START SOURCE TEXT
And why did that marriage end?


----------



## Instafix9 (Nov 11, 2015)

It sounds like he fell out of love with her and had an emotional affair ...and divorced.


----------



## SecondTime'Round (Jan 15, 2015)

Instafix9 said:


> It sounds like he fell out of love with her and had an emotional affair ...and divorced.


Was it with you?


----------



## Instafix9 (Nov 11, 2015)

No. He's been divorced for years. Not me.


----------



## Pluto2 (Aug 17, 2011)

Instafix9 said:


> We have been together for 2 years. My daughter is 7. He has 4 kids from his previous marriage.


None of the problems you are having now will instantly disappear once you are married. In fact, most will likely get worse.

IMO, loving someone has no element of control to it-just the opposite. If you truly love someone you want that person to have the freedom to become everything they seek. You want your partner to soar, not to imprison them. But that's just me.

What you have described here is not the kind of relationship that should culminate in marriage. I"m sorry.


----------



## jld (Dec 1, 2013)

I would definitely leave him if I were you. You just need to make sure you can do it safely.
END SOURCE TEXT
START ENTRIES
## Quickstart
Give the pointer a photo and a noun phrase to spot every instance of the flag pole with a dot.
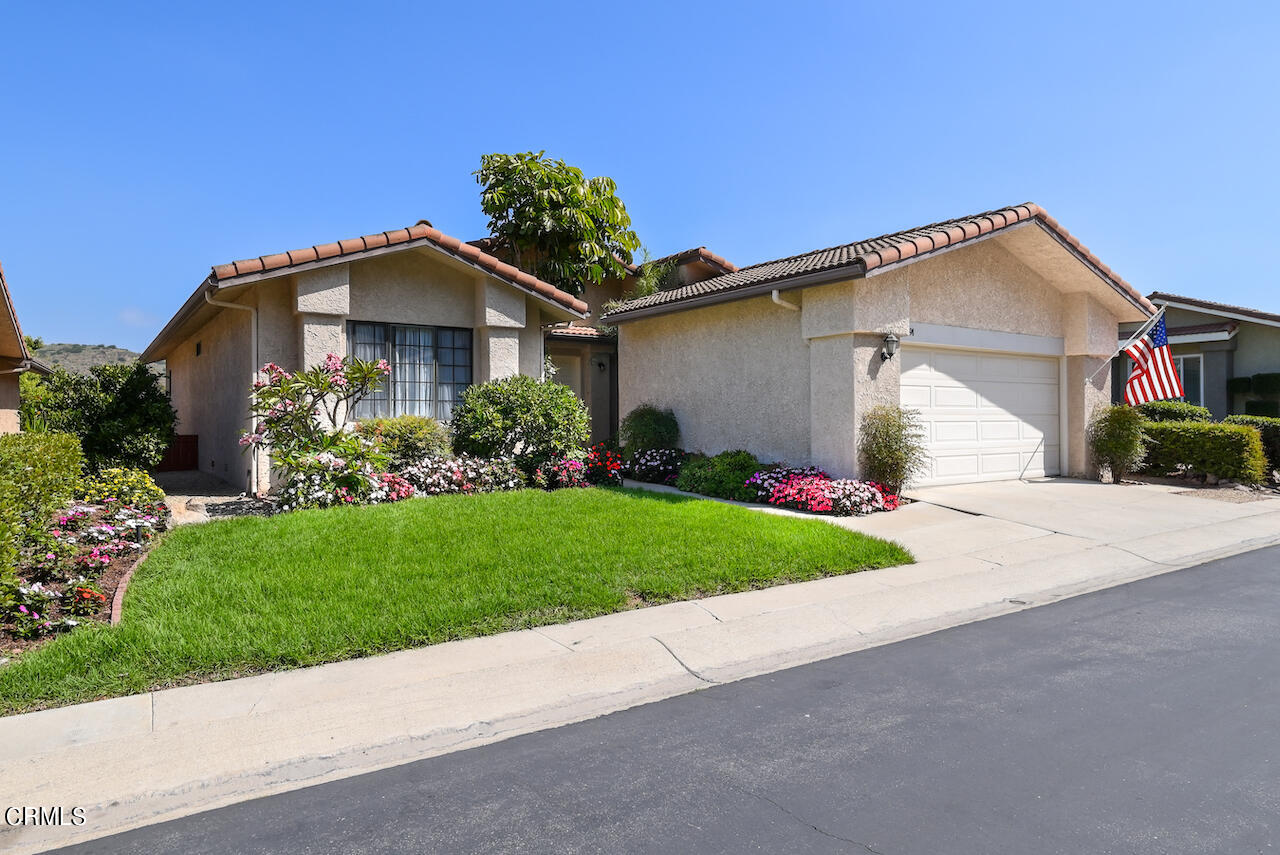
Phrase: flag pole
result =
(1133, 338)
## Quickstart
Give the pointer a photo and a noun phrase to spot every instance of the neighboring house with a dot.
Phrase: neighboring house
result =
(1217, 351)
(444, 314)
(1004, 320)
(16, 360)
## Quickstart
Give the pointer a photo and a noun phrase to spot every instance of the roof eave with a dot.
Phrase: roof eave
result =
(853, 270)
(1170, 301)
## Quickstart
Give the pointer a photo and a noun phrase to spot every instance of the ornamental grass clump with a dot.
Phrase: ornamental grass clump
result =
(892, 447)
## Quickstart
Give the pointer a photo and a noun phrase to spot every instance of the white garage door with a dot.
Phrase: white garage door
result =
(990, 416)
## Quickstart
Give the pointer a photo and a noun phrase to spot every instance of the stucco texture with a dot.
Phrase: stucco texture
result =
(9, 403)
(302, 316)
(736, 376)
(795, 384)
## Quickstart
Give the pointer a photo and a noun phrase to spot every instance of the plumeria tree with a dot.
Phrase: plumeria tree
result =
(302, 420)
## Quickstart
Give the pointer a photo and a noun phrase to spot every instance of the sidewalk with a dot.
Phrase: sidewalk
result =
(141, 759)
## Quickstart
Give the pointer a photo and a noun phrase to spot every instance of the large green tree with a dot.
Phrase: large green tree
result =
(554, 222)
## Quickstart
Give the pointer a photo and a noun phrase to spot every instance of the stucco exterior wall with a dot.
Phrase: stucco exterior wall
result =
(9, 403)
(210, 392)
(982, 287)
(736, 376)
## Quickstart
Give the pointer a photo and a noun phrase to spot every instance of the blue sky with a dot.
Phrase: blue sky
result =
(142, 143)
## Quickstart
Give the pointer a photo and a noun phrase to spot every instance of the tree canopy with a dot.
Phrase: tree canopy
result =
(562, 227)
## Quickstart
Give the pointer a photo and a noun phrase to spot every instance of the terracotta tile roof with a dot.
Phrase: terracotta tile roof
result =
(863, 256)
(13, 315)
(421, 232)
(574, 330)
(1208, 305)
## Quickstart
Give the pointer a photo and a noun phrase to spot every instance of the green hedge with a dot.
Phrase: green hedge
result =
(1201, 448)
(1270, 431)
(407, 439)
(722, 476)
(1174, 411)
(39, 474)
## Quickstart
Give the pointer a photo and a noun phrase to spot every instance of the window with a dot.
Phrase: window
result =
(430, 367)
(1189, 370)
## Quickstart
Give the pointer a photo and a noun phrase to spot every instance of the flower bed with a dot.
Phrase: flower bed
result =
(799, 488)
(69, 571)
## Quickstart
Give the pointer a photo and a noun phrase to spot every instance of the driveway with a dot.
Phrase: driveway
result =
(1134, 719)
(1008, 522)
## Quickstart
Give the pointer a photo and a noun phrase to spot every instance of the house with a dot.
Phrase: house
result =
(585, 356)
(16, 360)
(996, 327)
(442, 311)
(1228, 356)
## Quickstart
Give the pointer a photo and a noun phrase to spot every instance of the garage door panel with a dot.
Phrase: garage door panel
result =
(956, 365)
(947, 396)
(986, 416)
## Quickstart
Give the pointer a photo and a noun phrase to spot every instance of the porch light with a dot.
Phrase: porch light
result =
(890, 347)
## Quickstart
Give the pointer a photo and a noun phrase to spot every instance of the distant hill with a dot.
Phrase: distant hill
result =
(82, 357)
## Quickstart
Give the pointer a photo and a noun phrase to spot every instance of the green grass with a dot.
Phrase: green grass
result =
(254, 594)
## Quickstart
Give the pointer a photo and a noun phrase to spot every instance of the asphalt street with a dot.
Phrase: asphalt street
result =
(1143, 718)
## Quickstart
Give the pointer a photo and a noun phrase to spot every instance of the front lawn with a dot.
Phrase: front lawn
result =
(255, 594)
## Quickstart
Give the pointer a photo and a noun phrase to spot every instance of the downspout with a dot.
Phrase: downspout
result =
(784, 302)
(252, 347)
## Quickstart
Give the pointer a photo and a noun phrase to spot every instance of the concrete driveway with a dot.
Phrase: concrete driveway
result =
(1018, 521)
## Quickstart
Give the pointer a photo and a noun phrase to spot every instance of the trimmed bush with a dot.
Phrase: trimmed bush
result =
(722, 476)
(1116, 439)
(1270, 431)
(1270, 408)
(119, 412)
(124, 485)
(1200, 448)
(1239, 385)
(892, 447)
(530, 421)
(407, 439)
(647, 428)
(39, 474)
(1266, 383)
(1174, 411)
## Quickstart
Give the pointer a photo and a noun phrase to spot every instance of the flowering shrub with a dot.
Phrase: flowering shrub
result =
(464, 474)
(122, 485)
(766, 480)
(657, 465)
(814, 492)
(560, 474)
(603, 465)
(302, 420)
(83, 598)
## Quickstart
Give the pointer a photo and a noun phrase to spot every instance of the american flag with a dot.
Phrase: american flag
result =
(1153, 376)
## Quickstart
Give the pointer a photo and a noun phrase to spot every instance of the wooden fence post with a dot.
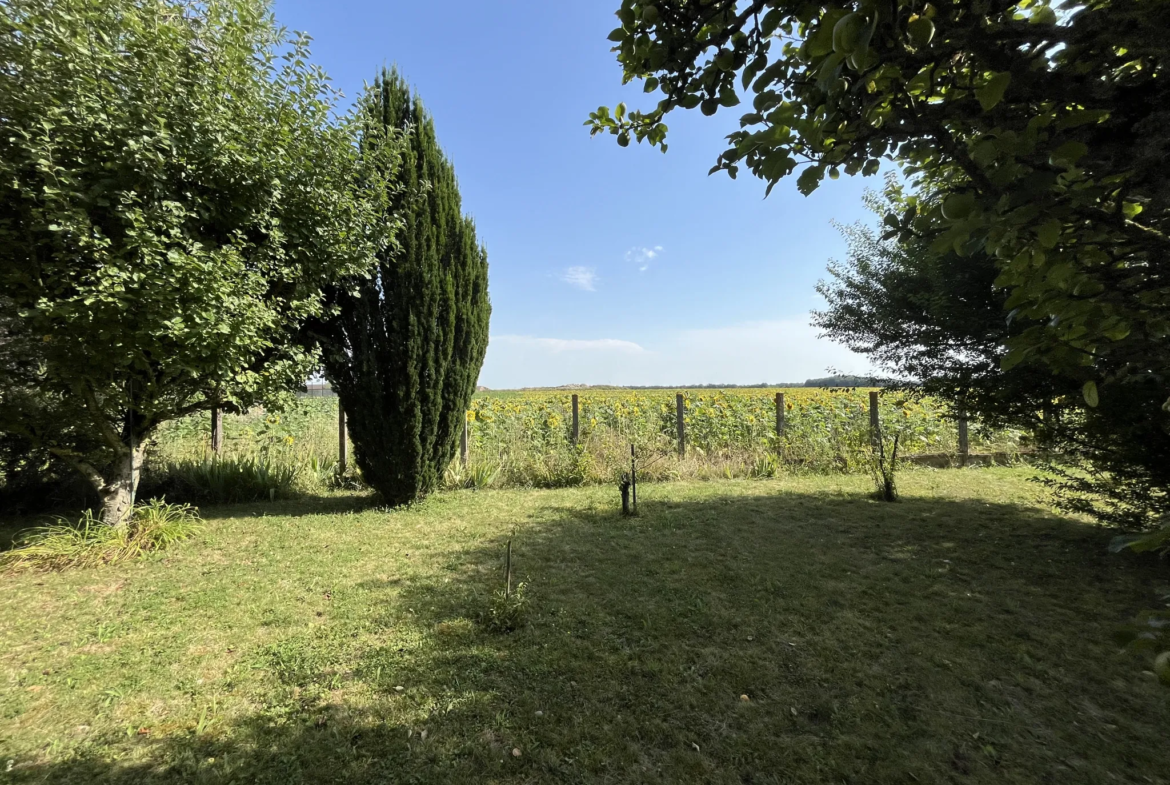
END ENTRIES
• **EXERCISE AIM**
Can you give the part of the forum thread that opens with the words "What you have" and closes with "do it safely." again, but swap "relationship" for "partnership"?

• **COMPLETE OUTPUT**
What you have described here is not the kind of partnership that should culminate in marriage. I"m sorry.


----------



## jld (Dec 1, 2013)

I would definitely leave him if I were you. You just need to make sure you can do it safely.